Promenez-vous à l’intérieur de la Bibliothèque Humaniste. Que peut-on lire sur cette statue en albâtre, datée du XIXe siècle, où le couple de sculpteurs, Sichler-Majastre, le représente en buste sinon que Jean Mentelin est bien l’inventeur de l’imprimerie. La statue vous accueillait naguère encore à l’entrée de la bibliothèque de Beatus Rhenanus. Aujourd’hui, elle se fait plus discrète, un peu à l’écart, juste derrière l’installation où les visiteurs s’épuisent avec entrain à imprimer leur nom selon la technique de Gutenberg.

**DONNÉES ENREGISTRÉES:**
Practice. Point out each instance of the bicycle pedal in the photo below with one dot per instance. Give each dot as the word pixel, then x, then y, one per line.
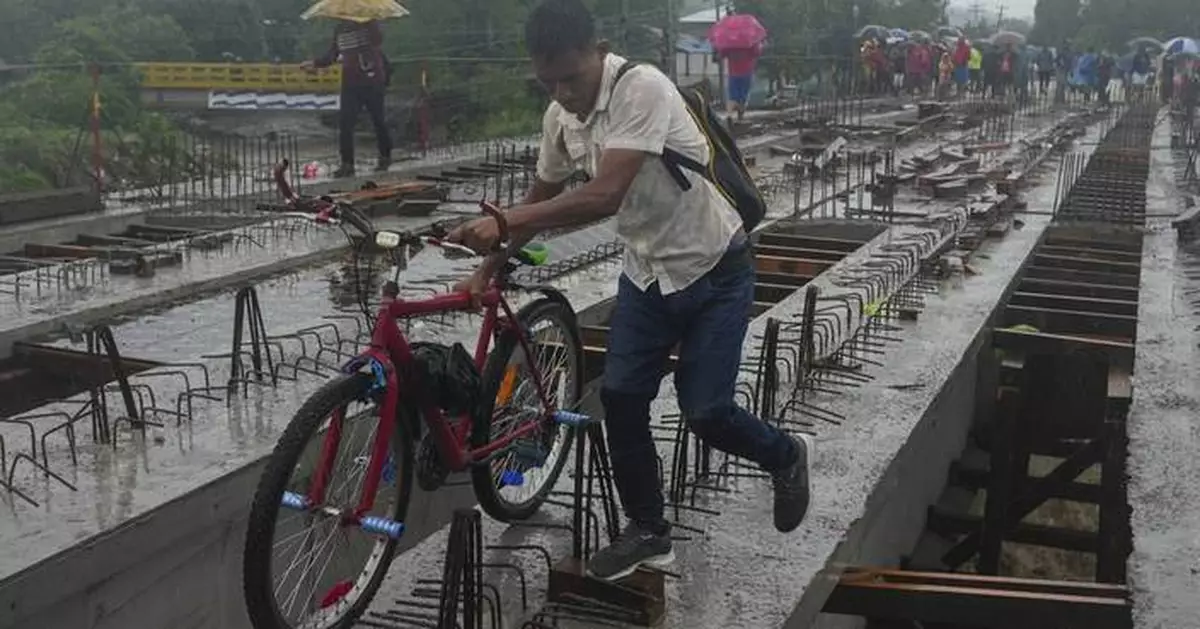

**OBJECTIF DE L'EXERCICE:** Reproduisez à l'identique le passage de l'extrait de page en commençant à « Promenez-vous à l’intérieur » et en terminant à « technique de Gutenberg. ».

**RÉSULTAT DE L'EXERCICE:**
Promenez-vous à l’intérieur de la Bibliothèque Humaniste. Que peut-on lire sur cette statue en albâtre, datée du XIXe siècle, où le couple de sculpteurs, Sichler-Majastre, le représente en buste sinon que Jean Mentelin est bien l’inventeur de l’imprimerie. La statue vous accueillait naguère encore à l’entrée de la bibliothèque de Beatus Rhenanus. Aujourd’hui, elle se fait plus discrète, un peu à l’écart, juste derrière l’installation où les visiteurs s’épuisent avec entrain à imprimer leur nom selon la technique de Gutenberg.